Registros
● ● ● ● ●
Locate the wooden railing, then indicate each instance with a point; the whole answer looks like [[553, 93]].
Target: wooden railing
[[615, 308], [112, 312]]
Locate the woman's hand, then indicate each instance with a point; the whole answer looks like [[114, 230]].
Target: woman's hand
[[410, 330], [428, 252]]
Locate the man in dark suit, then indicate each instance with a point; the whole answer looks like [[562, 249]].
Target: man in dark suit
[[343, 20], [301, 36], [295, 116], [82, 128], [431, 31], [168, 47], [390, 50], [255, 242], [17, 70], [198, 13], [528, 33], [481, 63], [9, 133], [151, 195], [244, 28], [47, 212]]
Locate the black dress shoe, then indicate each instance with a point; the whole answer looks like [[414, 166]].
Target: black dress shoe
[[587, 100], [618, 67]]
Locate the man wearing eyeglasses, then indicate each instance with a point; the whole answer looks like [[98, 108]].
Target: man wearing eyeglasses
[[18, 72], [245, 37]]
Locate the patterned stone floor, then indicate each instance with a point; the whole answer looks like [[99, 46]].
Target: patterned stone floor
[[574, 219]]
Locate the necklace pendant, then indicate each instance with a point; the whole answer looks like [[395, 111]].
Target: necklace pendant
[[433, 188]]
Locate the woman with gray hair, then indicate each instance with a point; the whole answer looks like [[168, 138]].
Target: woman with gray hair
● ● ● ● ●
_Reto_:
Devuelve todo el material de arriba, línea por línea y sin ningún cambio.

_Respuesta_:
Locate the wooden railing, then indicate each instance with a point; the whole answer looks like [[553, 93]].
Target: wooden railing
[[615, 308], [112, 312]]
Locate the woman's hand, then indicate each instance with a point; the whole answer looks like [[114, 230]].
Target: woman's hand
[[410, 330], [428, 252]]
Locate the man in dark suit, then indicate each instance with a point; the whole answer looks like [[562, 249]].
Target: man in dark suit
[[343, 20], [301, 36], [295, 116], [82, 128], [431, 31], [168, 47], [390, 50], [255, 242], [17, 70], [198, 13], [528, 33], [481, 63], [9, 133], [151, 195], [244, 28], [47, 212]]
Locate the black dress shoe, then indicate each instance with a point; the whole answer looks like [[414, 166]].
Target: black dress shoe
[[587, 100], [618, 67]]
Locate the man wearing eyeglasses, then indicate each instance with a point; the whole answer looks like [[98, 108]].
Target: man wearing eyeglasses
[[18, 72], [245, 37]]
Locate the patterned stone floor, then indicate each instance with a point; the whole answer looks like [[99, 46]].
Target: patterned stone floor
[[574, 219]]
Locate the necklace pendant, then indicate each instance with a point; the whole answer looks like [[395, 111]].
Target: necklace pendant
[[433, 188]]
Locate the woman with gray hair, then indicate each instance with a point; the whole answer looks like [[168, 138]].
Target: woman with gray hair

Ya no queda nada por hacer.